_Exercise details_.
Tally the lines in the records below that contain the string "wood", treating uppercase and lowercase letters as distinct, and reply with the count alone.

_Data to process_.

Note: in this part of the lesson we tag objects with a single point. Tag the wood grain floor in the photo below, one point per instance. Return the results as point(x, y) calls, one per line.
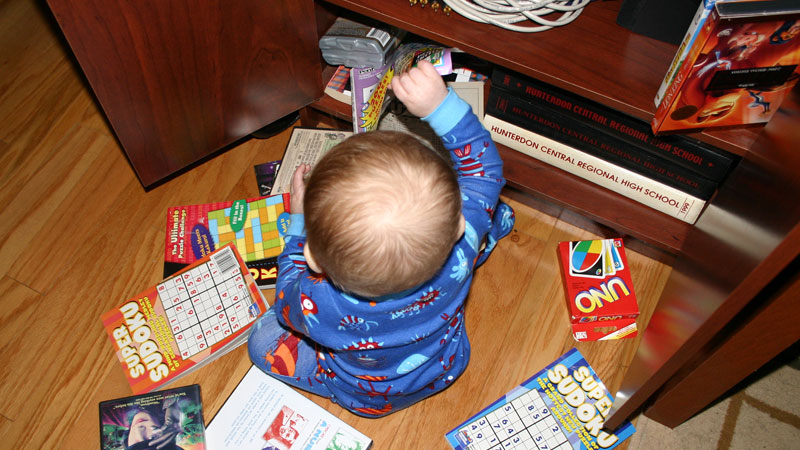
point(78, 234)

--

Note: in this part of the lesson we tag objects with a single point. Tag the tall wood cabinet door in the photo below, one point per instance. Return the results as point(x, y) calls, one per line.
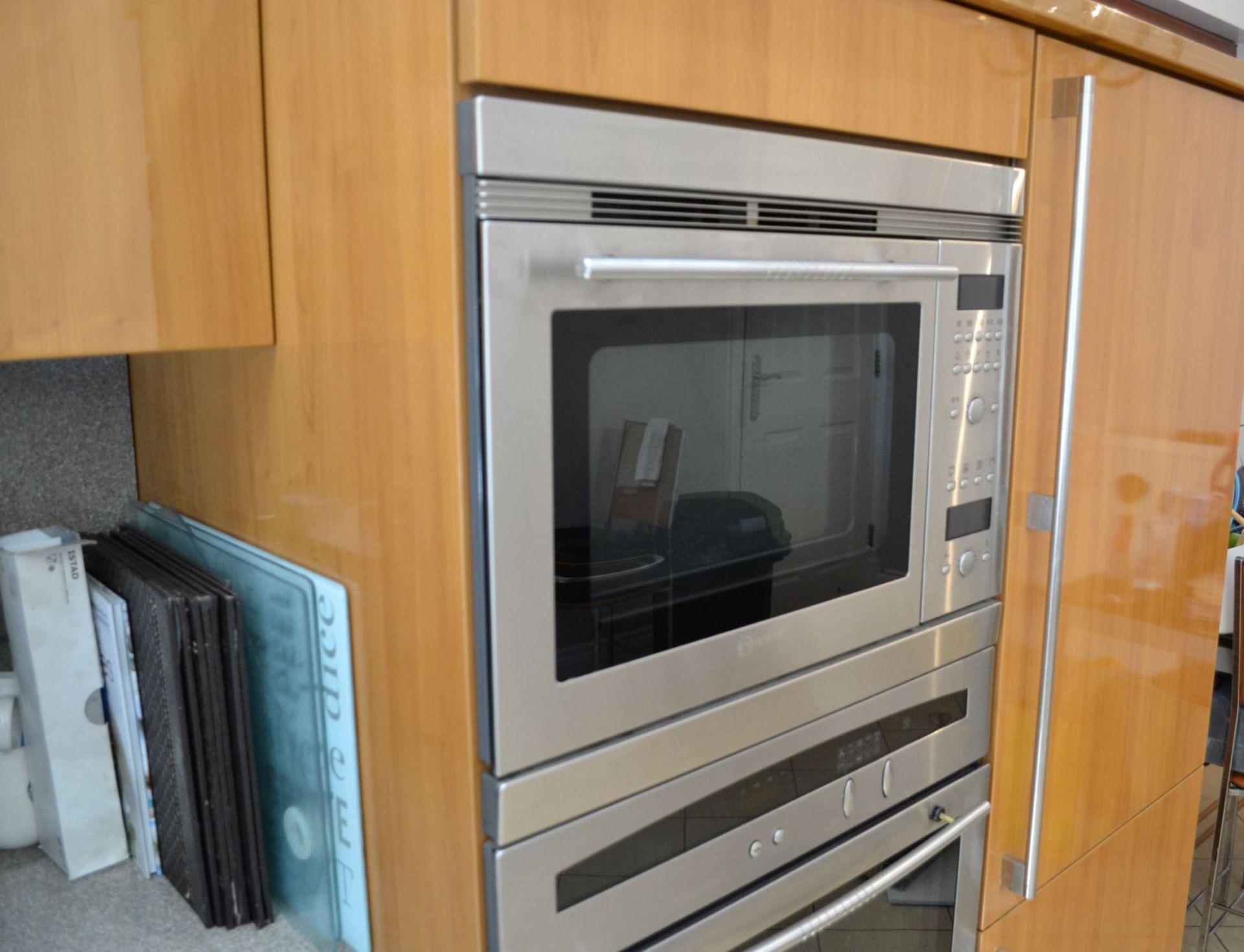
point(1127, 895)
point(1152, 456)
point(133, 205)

* * *

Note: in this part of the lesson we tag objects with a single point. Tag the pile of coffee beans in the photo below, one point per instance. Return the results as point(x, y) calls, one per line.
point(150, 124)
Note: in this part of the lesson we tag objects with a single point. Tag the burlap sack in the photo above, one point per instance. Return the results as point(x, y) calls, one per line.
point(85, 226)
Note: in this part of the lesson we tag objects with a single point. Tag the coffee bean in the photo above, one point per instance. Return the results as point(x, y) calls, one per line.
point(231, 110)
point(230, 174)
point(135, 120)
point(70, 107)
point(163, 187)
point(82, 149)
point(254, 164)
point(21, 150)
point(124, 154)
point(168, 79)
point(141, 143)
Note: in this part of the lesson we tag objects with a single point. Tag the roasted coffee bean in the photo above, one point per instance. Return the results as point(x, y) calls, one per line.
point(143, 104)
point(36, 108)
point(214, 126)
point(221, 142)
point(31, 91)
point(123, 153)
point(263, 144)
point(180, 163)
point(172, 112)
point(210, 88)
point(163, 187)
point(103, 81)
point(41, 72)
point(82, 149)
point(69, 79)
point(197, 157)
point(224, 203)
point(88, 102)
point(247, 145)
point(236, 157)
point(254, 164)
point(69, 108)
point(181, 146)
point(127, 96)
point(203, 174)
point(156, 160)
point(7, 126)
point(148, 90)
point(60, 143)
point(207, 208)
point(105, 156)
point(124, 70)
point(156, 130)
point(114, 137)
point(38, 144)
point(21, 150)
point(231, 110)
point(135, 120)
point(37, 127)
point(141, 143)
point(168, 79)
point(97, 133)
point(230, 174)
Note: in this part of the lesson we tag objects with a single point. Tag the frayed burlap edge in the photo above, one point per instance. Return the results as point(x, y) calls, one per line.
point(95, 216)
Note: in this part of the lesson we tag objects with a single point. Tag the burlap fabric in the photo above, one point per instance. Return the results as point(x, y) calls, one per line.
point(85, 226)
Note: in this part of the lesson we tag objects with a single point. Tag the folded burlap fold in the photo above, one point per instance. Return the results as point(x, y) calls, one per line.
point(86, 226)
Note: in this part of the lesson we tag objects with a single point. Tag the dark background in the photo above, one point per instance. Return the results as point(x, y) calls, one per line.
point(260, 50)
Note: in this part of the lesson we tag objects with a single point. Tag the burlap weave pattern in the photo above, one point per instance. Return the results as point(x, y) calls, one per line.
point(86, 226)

_Result below_.
2